*About this task*
Your response should be the complete set of records, reproduced exactly.

[Saved entries]
--- --- ---

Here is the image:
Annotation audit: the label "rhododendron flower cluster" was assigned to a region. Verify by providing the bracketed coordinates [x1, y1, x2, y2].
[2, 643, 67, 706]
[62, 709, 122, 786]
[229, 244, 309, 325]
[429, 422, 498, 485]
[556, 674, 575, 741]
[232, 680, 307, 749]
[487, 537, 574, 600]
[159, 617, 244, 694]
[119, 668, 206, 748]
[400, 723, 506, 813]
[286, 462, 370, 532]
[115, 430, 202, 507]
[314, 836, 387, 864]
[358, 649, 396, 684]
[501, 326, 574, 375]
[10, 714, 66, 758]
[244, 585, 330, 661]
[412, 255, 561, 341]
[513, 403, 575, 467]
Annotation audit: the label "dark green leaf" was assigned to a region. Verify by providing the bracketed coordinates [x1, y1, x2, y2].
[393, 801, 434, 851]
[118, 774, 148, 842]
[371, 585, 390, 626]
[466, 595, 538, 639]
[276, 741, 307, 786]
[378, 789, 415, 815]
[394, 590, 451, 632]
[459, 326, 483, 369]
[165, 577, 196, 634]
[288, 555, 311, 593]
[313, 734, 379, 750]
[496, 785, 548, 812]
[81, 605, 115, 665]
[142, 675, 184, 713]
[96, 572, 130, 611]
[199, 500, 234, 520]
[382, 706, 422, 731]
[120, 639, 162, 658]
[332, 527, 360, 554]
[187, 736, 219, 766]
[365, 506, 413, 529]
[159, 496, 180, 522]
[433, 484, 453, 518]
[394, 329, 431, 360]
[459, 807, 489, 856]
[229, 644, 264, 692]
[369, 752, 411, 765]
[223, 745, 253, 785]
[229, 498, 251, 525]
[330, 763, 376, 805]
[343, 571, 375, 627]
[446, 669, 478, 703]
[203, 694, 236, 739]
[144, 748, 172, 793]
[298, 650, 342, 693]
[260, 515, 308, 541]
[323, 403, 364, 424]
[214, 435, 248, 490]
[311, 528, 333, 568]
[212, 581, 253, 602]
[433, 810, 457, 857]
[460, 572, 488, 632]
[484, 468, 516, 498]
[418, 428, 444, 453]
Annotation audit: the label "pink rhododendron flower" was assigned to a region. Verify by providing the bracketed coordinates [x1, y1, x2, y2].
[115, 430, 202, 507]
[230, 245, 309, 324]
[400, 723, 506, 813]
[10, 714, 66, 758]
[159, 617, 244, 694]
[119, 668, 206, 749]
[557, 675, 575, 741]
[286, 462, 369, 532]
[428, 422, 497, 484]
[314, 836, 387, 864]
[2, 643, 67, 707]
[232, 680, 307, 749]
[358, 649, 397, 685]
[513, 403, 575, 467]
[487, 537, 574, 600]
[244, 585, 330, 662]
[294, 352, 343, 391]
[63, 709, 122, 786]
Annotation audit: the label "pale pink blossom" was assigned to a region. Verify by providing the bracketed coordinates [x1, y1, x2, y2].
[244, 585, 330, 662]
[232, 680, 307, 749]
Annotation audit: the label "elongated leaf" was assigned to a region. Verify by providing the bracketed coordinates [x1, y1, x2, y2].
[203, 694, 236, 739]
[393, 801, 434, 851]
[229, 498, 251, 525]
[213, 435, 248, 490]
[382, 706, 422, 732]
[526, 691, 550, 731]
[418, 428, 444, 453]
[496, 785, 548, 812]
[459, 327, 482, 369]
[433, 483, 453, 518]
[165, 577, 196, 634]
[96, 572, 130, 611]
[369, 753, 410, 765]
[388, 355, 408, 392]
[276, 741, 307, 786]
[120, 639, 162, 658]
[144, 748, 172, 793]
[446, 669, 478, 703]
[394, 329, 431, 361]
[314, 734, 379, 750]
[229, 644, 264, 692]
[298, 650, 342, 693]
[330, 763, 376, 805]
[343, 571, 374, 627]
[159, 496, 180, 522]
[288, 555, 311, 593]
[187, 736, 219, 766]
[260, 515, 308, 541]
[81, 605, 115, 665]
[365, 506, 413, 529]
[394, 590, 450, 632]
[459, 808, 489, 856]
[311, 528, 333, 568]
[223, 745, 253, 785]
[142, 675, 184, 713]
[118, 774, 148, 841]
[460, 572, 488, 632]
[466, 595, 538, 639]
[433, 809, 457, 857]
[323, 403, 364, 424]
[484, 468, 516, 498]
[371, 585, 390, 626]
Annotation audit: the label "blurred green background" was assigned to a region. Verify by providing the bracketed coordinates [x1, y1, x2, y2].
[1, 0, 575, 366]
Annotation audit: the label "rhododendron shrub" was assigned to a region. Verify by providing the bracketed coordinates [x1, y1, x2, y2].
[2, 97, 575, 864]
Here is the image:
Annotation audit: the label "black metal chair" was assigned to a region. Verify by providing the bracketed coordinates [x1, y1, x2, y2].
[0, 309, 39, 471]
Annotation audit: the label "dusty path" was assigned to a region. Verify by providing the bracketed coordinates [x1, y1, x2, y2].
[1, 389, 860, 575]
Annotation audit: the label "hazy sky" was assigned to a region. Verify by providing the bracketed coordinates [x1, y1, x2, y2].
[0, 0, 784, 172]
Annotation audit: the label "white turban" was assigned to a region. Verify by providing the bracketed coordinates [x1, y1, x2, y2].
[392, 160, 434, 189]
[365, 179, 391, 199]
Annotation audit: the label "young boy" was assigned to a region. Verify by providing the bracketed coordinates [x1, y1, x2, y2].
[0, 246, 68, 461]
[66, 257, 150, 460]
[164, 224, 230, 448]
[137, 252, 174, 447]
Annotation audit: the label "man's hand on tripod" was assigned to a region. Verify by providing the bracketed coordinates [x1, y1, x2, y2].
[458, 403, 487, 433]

--- --- ---

*Exercise result*
Here is the image:
Annotation audit: the label "rhododendron flower cluster" was assigned to a region. Verify by providing the bracketed coordinates [x1, y1, x2, y2].
[2, 643, 67, 706]
[62, 709, 122, 786]
[229, 244, 309, 325]
[429, 422, 498, 485]
[556, 674, 575, 741]
[232, 680, 307, 749]
[487, 537, 574, 600]
[159, 617, 244, 694]
[119, 668, 206, 748]
[400, 723, 506, 813]
[286, 462, 370, 532]
[115, 430, 202, 507]
[314, 836, 387, 864]
[358, 649, 396, 684]
[501, 326, 574, 375]
[10, 714, 66, 758]
[244, 585, 330, 661]
[412, 255, 561, 341]
[513, 403, 575, 467]
Annotation audit: the label "dark green leaf" was assigned to a region. Verify by providing the bracketed coordinates [x1, y1, x2, y2].
[393, 801, 434, 851]
[118, 774, 148, 842]
[371, 585, 390, 626]
[466, 595, 538, 639]
[276, 741, 307, 786]
[378, 789, 415, 815]
[394, 590, 451, 632]
[459, 326, 483, 369]
[165, 577, 196, 634]
[288, 555, 311, 593]
[313, 734, 379, 750]
[496, 785, 548, 812]
[81, 605, 115, 665]
[142, 675, 184, 713]
[96, 572, 130, 611]
[199, 500, 234, 520]
[382, 706, 422, 731]
[120, 639, 162, 658]
[332, 527, 360, 554]
[187, 736, 219, 766]
[365, 506, 413, 529]
[159, 496, 180, 522]
[433, 484, 453, 518]
[394, 329, 431, 360]
[459, 807, 489, 856]
[229, 644, 264, 692]
[369, 752, 411, 765]
[223, 745, 253, 785]
[229, 498, 251, 525]
[330, 763, 376, 805]
[343, 571, 375, 627]
[446, 669, 478, 703]
[203, 694, 236, 739]
[144, 748, 172, 793]
[298, 650, 342, 693]
[260, 515, 308, 541]
[323, 403, 364, 424]
[214, 435, 248, 490]
[311, 528, 333, 568]
[212, 581, 253, 602]
[433, 810, 457, 857]
[460, 572, 488, 632]
[484, 468, 516, 498]
[418, 428, 444, 453]
Annotation audit: the label "pink rhododendron flower" was assigned to a region. Verify by providing the bracketed coordinates [x1, y1, x2, y2].
[115, 430, 202, 507]
[230, 245, 309, 324]
[400, 723, 506, 813]
[10, 714, 66, 758]
[159, 617, 244, 694]
[119, 668, 206, 749]
[557, 675, 575, 741]
[286, 462, 369, 532]
[428, 422, 497, 484]
[314, 836, 387, 864]
[2, 643, 67, 707]
[232, 680, 307, 749]
[358, 649, 397, 685]
[513, 403, 575, 467]
[487, 537, 574, 600]
[244, 585, 330, 662]
[294, 352, 343, 391]
[63, 709, 122, 786]
Annotation audit: the label "pale pink blossom" was assigned to a region. Verify by providing the bracketed coordinates [x1, y1, x2, y2].
[244, 585, 330, 662]
[232, 680, 307, 749]
Annotation audit: the label "elongated leaf" was assigned to a region. Verify by providing the bracketed coordinates [x1, y1, x2, y2].
[203, 694, 236, 739]
[393, 801, 434, 851]
[229, 498, 251, 525]
[213, 435, 248, 490]
[382, 706, 422, 732]
[526, 691, 550, 731]
[418, 428, 444, 453]
[496, 785, 548, 812]
[459, 327, 482, 369]
[433, 483, 453, 518]
[165, 577, 196, 634]
[96, 572, 130, 611]
[369, 753, 410, 765]
[388, 355, 408, 392]
[276, 741, 307, 786]
[120, 639, 162, 658]
[144, 748, 172, 793]
[446, 669, 478, 703]
[394, 329, 431, 361]
[314, 734, 379, 750]
[229, 644, 264, 692]
[298, 650, 342, 693]
[330, 763, 376, 805]
[343, 571, 374, 627]
[159, 496, 180, 522]
[288, 555, 311, 593]
[187, 736, 219, 766]
[260, 515, 308, 541]
[81, 605, 115, 665]
[365, 506, 413, 529]
[394, 590, 450, 632]
[459, 808, 489, 856]
[311, 528, 333, 568]
[223, 745, 253, 785]
[142, 675, 184, 713]
[118, 774, 148, 841]
[460, 572, 488, 632]
[466, 595, 538, 639]
[433, 809, 457, 857]
[323, 403, 364, 424]
[484, 468, 516, 498]
[371, 585, 390, 626]
Annotation audit: the label "blurred green background" was assigned to a region. Verify by providing the bracketed coordinates [x1, y1, x2, y2].
[1, 0, 575, 366]
Annotation audit: the label "rhododendron shrub" was assigned to a region. Verify by providing the bracketed coordinates [x1, y1, x2, y2].
[2, 97, 575, 864]
Here is the image:
Annotation audit: the label "black metal chair" was assigned to a region. Verify by providing the bracketed coordinates [x1, y1, x2, y2].
[0, 309, 39, 471]
Annotation audit: the label "dusty path" was assigned to a region. Verify by providing the bracketed coordinates [x1, y1, x2, y2].
[1, 389, 860, 575]
Annotation audit: the label "hazy sky" was assigned to a region. Verify by providing the bracketed coordinates [x1, y1, x2, y2].
[0, 0, 784, 172]
Annotation audit: the label "white turban" was assigned to a region. Verify by providing the bracketed coordinates [x1, y1, x2, y2].
[392, 160, 434, 189]
[365, 179, 391, 199]
Annotation audit: the label "young boy" was assigned to a region. Verify by providing the bracketed coordinates [x1, y1, x2, y2].
[0, 246, 68, 461]
[66, 257, 150, 460]
[164, 224, 230, 448]
[137, 252, 174, 447]
Annotation audit: the label "man's hand on tripod" was assigned to a region. Verify by providing the bracketed coordinates [x1, y1, x2, y2].
[458, 403, 487, 433]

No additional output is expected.